# Passage provided
Detención arbitraria y tratamiento obligatorio referido a drogas en México: El rostro del abandono en el encarcelamiento de mujeres

5 febrero 2021

Mujeres en México enfrentan terribles abusos a los derechos humanos en centros ilegales de detención que operan con la excusa de tratar la dependencia a las drogas. Más información, en inglés, está disponible abajo.

In 2019, Equis Justicia para las Mujeres A.C. (Equis hereinto) carried out an advocacy-oriented research on women and girls who use drugs and are in detention, either in prison centres or in drug treatment centres. Our purpose was to listen to and give visibility to women and girls who use drugs, in order to increase knowledge and reduce stigma. Our research collected women’s testimonies on how their drug use began, which circumstances and motivations prompted it and what response they received. We interviewed 43 women and girls in a total of three female prison centres, two public and two quasi-public treatment centres and five anexos.

[Items in a dataset]
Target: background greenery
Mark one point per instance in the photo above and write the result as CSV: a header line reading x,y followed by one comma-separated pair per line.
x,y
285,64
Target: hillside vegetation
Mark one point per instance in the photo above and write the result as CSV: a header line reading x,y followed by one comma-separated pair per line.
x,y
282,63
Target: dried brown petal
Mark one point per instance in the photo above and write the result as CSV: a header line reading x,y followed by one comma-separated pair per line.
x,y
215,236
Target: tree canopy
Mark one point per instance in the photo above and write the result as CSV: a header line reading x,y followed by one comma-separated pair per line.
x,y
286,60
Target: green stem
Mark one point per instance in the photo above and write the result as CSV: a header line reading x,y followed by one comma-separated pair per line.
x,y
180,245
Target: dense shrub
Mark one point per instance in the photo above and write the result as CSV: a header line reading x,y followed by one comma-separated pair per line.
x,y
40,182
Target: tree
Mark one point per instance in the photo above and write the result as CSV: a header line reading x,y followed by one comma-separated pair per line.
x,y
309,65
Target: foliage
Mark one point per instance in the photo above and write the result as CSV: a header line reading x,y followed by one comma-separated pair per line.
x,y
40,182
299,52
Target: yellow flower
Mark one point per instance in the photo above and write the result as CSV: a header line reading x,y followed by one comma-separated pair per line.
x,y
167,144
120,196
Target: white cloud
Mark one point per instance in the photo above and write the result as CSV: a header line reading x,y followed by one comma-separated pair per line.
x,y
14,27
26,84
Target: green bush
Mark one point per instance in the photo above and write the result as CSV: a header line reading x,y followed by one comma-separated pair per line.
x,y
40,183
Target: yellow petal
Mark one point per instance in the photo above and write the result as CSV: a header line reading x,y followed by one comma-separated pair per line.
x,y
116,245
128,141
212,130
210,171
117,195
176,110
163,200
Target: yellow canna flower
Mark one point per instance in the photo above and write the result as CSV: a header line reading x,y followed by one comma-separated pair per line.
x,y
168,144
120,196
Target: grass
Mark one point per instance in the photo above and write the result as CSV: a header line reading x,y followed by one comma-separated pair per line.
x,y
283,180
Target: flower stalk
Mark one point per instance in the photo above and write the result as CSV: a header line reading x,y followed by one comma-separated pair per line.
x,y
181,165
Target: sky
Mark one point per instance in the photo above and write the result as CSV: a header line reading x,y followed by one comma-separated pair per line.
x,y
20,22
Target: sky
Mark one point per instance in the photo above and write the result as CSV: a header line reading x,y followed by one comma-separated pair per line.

# Problems to solve
**A)** From the passage on women's detention in Mexico, output the part that begins at the words "Detención arbitraria y" and stops after "está disponible abajo.".
**B)** According to the passage on women's detention in Mexico, how many women and girls did Equis interview?

# Expected results
**A)**
Detención arbitraria y tratamiento obligatorio referido a drogas en México: El rostro del abandono en el encarcelamiento de mujeres

5 febrero 2021

Mujeres en México enfrentan terribles abusos a los derechos humanos en centros ilegales de detención que operan con la excusa de tratar la dependencia a las drogas. Más información, en inglés, está disponible abajo.

**B)** 43 women and girls.